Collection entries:
* * *
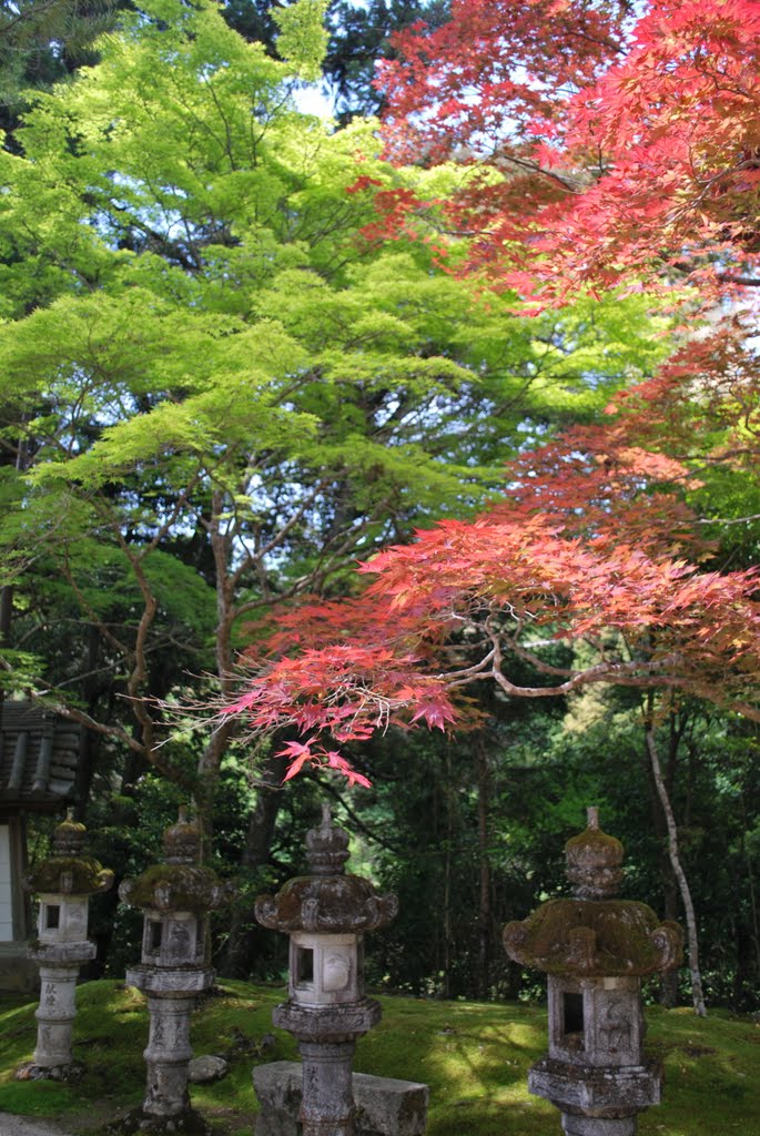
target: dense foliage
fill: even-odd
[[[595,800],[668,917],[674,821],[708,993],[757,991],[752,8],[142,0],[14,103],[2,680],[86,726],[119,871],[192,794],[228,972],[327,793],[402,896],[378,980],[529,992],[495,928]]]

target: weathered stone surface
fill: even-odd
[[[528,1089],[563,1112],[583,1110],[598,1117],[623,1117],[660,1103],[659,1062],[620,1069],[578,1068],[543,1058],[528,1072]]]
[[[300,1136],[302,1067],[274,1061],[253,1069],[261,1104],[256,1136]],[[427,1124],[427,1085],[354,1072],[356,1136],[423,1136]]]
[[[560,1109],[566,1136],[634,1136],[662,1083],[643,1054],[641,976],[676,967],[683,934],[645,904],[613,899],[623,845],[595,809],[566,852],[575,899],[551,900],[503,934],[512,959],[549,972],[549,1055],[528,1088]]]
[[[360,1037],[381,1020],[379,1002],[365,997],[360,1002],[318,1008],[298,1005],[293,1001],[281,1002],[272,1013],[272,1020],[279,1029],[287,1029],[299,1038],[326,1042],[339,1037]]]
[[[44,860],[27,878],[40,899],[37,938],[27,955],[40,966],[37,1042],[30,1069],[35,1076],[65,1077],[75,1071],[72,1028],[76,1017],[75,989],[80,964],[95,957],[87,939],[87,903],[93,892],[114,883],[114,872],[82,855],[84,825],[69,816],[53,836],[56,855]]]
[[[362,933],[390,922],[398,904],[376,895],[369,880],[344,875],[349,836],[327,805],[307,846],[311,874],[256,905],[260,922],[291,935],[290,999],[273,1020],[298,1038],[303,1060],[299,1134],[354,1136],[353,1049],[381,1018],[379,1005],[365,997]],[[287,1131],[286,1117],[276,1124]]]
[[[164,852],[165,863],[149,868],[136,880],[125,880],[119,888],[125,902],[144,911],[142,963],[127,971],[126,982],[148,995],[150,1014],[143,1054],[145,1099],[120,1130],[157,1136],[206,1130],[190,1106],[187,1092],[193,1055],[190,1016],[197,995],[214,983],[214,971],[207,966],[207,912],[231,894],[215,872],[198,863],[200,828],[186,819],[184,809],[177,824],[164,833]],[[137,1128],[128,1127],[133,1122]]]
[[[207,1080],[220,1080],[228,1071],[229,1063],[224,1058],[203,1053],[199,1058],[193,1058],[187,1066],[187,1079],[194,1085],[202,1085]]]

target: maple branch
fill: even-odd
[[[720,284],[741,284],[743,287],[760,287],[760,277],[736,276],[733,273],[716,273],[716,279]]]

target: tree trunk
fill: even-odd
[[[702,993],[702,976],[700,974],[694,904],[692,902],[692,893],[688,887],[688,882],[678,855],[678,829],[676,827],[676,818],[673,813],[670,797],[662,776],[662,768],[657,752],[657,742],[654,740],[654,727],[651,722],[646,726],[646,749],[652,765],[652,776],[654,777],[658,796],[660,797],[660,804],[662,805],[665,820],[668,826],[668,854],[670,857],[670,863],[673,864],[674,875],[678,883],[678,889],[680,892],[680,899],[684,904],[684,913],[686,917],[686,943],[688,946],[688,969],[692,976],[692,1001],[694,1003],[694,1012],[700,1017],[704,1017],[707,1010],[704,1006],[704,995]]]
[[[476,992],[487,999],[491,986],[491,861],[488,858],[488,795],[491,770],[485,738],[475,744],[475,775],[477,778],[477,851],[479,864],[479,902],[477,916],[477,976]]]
* * *
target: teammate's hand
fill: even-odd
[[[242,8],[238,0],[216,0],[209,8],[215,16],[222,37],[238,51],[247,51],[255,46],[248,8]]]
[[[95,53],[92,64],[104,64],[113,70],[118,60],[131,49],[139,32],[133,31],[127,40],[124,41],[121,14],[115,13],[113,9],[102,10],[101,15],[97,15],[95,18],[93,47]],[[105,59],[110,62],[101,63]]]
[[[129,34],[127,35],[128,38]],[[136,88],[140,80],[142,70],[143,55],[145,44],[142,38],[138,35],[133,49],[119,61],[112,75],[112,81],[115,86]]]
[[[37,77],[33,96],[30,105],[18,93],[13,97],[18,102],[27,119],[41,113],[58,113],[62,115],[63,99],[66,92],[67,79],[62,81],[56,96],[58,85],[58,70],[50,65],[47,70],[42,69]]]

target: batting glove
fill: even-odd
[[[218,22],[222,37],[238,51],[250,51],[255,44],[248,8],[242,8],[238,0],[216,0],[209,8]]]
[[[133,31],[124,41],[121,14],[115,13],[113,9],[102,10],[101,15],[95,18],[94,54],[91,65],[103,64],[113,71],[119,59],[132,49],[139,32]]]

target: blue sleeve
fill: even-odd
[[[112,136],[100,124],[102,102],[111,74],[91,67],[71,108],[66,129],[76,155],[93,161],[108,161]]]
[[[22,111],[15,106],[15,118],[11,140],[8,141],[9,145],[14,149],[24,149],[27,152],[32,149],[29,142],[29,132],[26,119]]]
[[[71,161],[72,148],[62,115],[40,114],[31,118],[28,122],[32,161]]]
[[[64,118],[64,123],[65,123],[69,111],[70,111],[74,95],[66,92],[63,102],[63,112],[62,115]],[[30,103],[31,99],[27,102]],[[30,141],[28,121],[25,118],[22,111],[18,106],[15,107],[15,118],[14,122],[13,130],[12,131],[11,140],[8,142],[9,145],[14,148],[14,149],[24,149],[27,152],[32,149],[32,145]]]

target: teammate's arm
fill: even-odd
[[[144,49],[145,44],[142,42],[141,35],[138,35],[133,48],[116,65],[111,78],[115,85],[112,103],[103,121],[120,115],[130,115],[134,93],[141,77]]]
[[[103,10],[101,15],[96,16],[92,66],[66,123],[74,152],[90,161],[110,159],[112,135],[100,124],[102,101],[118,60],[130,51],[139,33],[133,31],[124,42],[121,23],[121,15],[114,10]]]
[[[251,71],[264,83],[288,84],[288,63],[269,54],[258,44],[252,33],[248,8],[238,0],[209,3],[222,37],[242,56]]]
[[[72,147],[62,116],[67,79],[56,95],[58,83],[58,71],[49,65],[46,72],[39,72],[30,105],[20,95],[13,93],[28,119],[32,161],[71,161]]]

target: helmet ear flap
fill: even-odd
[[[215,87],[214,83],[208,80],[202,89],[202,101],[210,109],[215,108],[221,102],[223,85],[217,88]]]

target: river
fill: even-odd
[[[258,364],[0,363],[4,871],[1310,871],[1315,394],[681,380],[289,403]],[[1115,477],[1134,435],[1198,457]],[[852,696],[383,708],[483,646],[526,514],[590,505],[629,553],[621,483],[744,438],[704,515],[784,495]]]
* * *
- [To be done] Pull out every line in the data that contains the string "target", and copy each one unchanged.

- [In response]
target: dense foliage
target: weathered stone surface
target: maple branch
target: tree trunk
target: teammate's hand
target: batting glove
target: blue sleeve
target: teammate's arm
target: helmet ear flap
target: river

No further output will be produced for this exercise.